[[ Given data open ]]

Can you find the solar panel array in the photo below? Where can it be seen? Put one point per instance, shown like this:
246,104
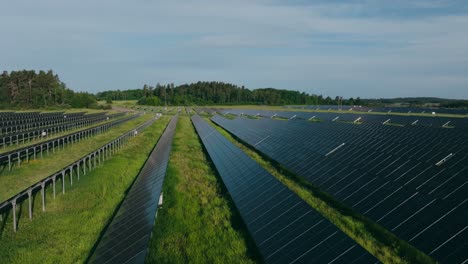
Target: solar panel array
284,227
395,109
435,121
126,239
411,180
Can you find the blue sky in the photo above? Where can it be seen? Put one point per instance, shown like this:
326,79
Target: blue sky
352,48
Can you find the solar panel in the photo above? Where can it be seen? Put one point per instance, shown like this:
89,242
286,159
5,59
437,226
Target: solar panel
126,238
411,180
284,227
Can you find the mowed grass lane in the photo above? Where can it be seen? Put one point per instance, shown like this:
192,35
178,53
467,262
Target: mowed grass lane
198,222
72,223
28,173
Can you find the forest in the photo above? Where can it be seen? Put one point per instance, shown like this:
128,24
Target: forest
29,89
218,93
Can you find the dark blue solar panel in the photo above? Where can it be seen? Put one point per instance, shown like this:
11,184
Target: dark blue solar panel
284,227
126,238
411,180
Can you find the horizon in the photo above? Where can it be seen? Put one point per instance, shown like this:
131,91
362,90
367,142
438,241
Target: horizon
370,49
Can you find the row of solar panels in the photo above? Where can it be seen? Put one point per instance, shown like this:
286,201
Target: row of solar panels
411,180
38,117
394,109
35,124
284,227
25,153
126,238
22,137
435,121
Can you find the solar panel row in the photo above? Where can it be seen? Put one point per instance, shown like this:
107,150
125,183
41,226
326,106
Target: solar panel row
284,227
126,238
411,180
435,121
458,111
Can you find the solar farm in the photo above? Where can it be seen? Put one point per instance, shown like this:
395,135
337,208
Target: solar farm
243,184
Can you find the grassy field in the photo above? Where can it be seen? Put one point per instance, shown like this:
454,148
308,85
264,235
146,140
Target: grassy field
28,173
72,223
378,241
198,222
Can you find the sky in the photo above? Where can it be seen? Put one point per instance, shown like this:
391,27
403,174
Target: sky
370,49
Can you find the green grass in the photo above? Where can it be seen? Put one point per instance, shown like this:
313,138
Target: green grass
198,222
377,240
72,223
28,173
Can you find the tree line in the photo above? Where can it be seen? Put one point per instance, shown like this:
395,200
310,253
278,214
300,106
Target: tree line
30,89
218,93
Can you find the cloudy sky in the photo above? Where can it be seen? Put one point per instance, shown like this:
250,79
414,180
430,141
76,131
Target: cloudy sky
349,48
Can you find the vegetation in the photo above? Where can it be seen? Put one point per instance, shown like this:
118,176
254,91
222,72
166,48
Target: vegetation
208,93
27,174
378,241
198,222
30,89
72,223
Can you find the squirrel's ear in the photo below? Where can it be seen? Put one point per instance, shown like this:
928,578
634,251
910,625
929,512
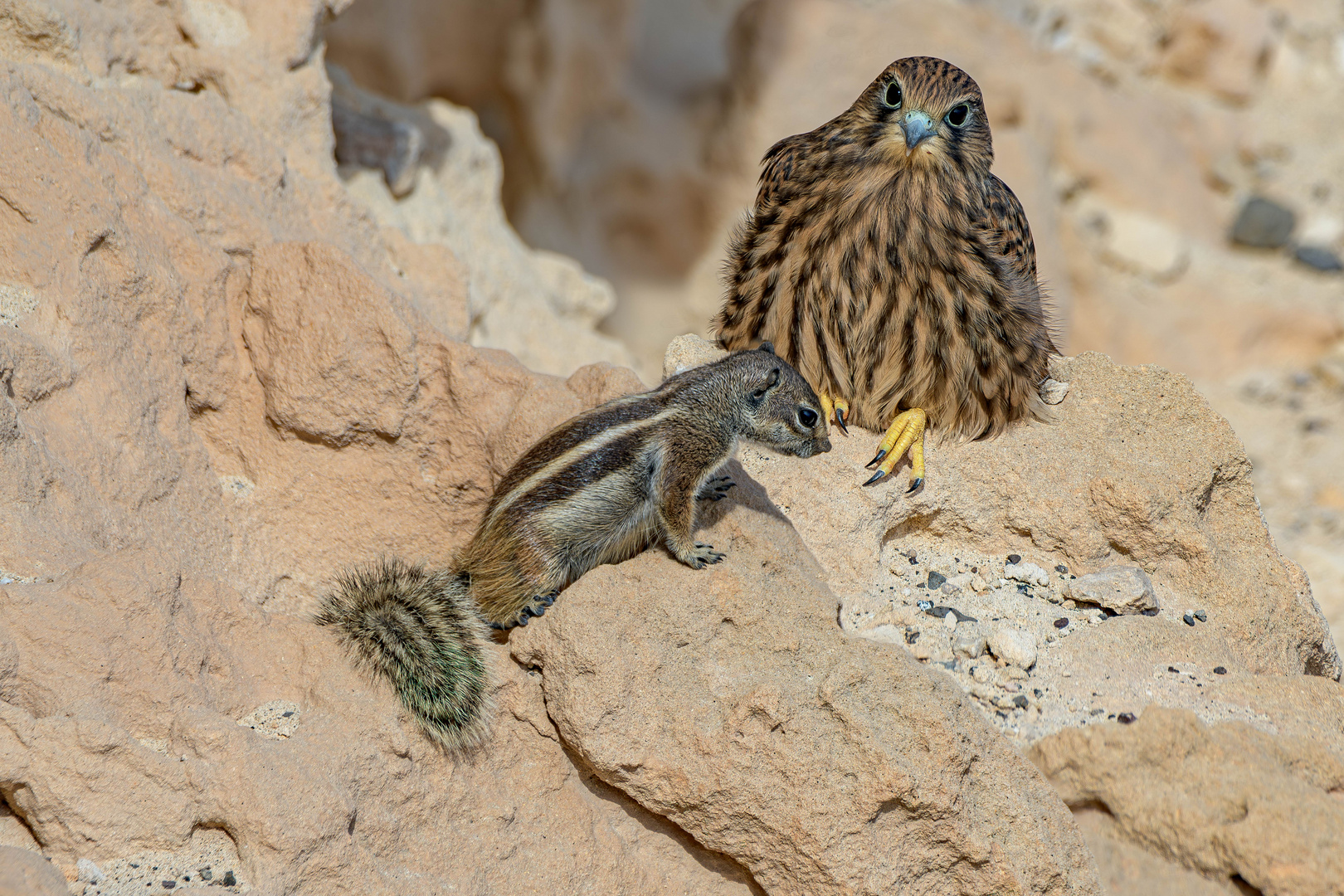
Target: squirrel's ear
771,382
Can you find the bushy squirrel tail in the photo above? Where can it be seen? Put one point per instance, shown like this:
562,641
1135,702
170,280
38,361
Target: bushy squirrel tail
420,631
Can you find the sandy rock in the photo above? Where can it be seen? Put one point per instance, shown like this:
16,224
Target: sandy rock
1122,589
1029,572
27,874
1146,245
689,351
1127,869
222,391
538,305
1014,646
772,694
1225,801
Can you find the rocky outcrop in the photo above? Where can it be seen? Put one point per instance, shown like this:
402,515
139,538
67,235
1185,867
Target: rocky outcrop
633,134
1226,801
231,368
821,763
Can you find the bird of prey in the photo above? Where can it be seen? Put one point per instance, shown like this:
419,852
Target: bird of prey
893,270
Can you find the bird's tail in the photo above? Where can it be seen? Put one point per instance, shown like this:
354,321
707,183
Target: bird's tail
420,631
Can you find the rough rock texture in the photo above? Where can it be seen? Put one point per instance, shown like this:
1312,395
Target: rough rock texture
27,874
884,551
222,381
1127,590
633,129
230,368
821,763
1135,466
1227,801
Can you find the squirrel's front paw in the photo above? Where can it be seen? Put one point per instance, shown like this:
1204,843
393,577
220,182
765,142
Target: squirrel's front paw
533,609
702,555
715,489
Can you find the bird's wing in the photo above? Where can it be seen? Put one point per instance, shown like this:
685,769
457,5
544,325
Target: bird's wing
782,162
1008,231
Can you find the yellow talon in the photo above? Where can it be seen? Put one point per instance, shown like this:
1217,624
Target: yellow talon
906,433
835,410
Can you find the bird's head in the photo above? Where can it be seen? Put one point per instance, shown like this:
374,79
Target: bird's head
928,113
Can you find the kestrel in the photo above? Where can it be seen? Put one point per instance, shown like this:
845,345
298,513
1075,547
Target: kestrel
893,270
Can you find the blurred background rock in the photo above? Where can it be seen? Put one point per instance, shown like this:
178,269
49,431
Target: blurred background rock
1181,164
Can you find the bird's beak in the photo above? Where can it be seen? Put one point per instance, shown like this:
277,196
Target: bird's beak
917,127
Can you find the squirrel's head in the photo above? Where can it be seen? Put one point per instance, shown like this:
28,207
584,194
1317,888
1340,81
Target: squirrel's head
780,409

[[ Given data closed ]]

__Directions__: Only the text of the records above, copied exactly, should be returned; the pictures stay out.

__Written response__:
Can you find the solar panel array in the photo below? Where can it be seen? Put one point per instance, shown like this:
246,104
Target: solar panel array
284,227
395,109
435,121
126,239
411,180
Can you find the blue sky in the photo above? Where can it be seen? Put one point per instance, shown like this:
326,79
Target: blue sky
352,48
Can you find the solar panel in the photo above? Where can it be seen? Put one point per instance, shown like this:
89,242
286,159
5,59
437,226
Target: solar panel
126,238
411,180
284,227
Can you find the mowed grass lane in the photo above? Where can it be seen? Put one point per instance, shown like this:
192,35
178,53
467,262
Target: mowed grass lane
198,222
72,223
28,173
Can you find the forest in the photo above? Where can it be seen? Put one point per instance, shown like this:
128,24
Target: forest
29,89
218,93
Can you find the dark blue solar panel in the photo above? Where can it be seen? Put one point per instance, shown like this:
11,184
Target: dark blue solar panel
284,227
126,238
411,180
Can you find the horizon in the photo above? Where can it be seen? Put one point per instance, shown like this:
131,91
362,90
367,142
438,241
Target: horizon
370,49
Can you find the row of solar panels in the photo above? Where can it be seen? Put one point per instance, shown like this:
286,201
Target: row of solar panels
411,180
38,117
394,109
35,124
284,227
25,153
126,238
22,137
435,121
Can you find the solar panel row in the photo above? Where can it be seen? Put one point per instance, shown like this:
107,150
125,183
41,226
326,106
Target: solar panel row
284,227
126,238
411,180
435,121
458,111
Can you find the solar farm in the photo above? Where can it be seen? Put one point per instance, shown like this:
395,135
337,208
Target: solar farm
243,184
Can you find the grassy field in the photo above? Where can it be seen? Put one point per instance, shown like this:
454,148
308,85
264,235
146,140
Target: grassy field
28,173
72,223
378,241
198,222
Can you find the sky in the photo above? Where can it be seen? Put one point per instance, shown like this:
391,27
403,174
Target: sky
370,49
Can you find the green grass in the photo above? Where can it be seen? Put one point per instance, shown like this:
313,138
Target: green grass
198,222
377,240
72,223
28,173
Can you find the tree line in the photo above? Where can it be seen? Put one point per instance, shown like this:
395,200
310,253
278,214
300,106
Target: tree line
30,89
218,93
Can you find the cloudy sky in the photo above? Where can it be seen? Put one point per instance, shown like this:
250,79
414,180
430,141
76,131
Target: cloudy sky
349,48
Can you find the vegetation in the photo above? Where can it be seen? Put one point per instance, shown like this:
118,176
254,91
222,72
166,48
Target: vegetation
208,93
27,174
378,241
198,222
30,89
72,223
Can you find the squirrel's ear in the photo below? Where can it be seen? Put one point per instance, shown like this:
928,578
634,251
910,625
929,512
Target: squirrel's ear
771,382
Can you find the bushy squirrel tail in the photo above? Where can it be seen? Put one point per instance, shown like this:
562,641
1135,702
170,280
38,361
Target: bushy squirrel tail
420,631
Can you find the sandy rock in the photo above? Where can it be seen? Put one point per instance, shown like this:
16,224
Target: sandy rock
1122,589
1029,572
27,874
1146,245
689,351
1127,869
222,391
538,305
1014,646
772,694
1225,801
Can you find the rocky outcrop in the photo above? Where can it be seen? Put one point per instance, shown like this:
402,515
139,538
67,235
1185,867
Target: rocky outcrop
633,134
1226,801
231,368
821,763
Can you find the bird of prey in the photo above? Where can it be seen? Put one point per instance, shown like this:
419,852
Target: bird of prey
893,270
Can you find the bird's tail in the photo above? Where can it be seen? Put one point per instance, shown like this:
354,321
707,183
Target: bird's tail
420,631
Can you find the rough rock texture in the photo above? Where can it be seen? Put one point per instance, shown like this:
1312,395
Target: rough rock texture
27,874
884,551
222,381
1127,590
633,129
230,368
821,763
1135,466
1227,801
Can you find the squirrel's front paw in the photo above? Where can it be seen? Put one point per instance, shown like this:
1204,843
393,577
220,182
765,142
Target: squirrel's front paw
533,609
702,555
715,489
Can you find the bird's wing in the photo above? Where can it be seen? Put one point per instance, shown like this:
685,769
457,5
544,325
Target: bird's wing
782,162
1008,231
Can you find the yellow talon in the photo above? Where can it be seen? Put one point per instance, shown like this:
1217,624
Target: yellow talon
906,433
835,410
Can you find the bird's head in the photo above? Where can it be seen? Put one point per instance, shown like this:
374,79
Target: bird's head
928,113
Can you find the kestrel in the photo above? Where can it be seen? Put one point per instance, shown like this:
845,345
298,513
1075,547
Target: kestrel
893,270
Can you find the blurred background rock in the photo above? Where can it be seen? Put one point per instance, shown like this:
178,269
49,431
Target: blurred background rock
1181,164
Can you find the bird's beak in the photo above? Where can it be seen? Put one point per instance, shown like this:
277,196
Target: bird's beak
917,127
Can you find the squirrel's head in the photo above? Where can it be seen? Put one point per instance, shown like this:
28,207
584,194
1317,888
1340,81
Target: squirrel's head
780,409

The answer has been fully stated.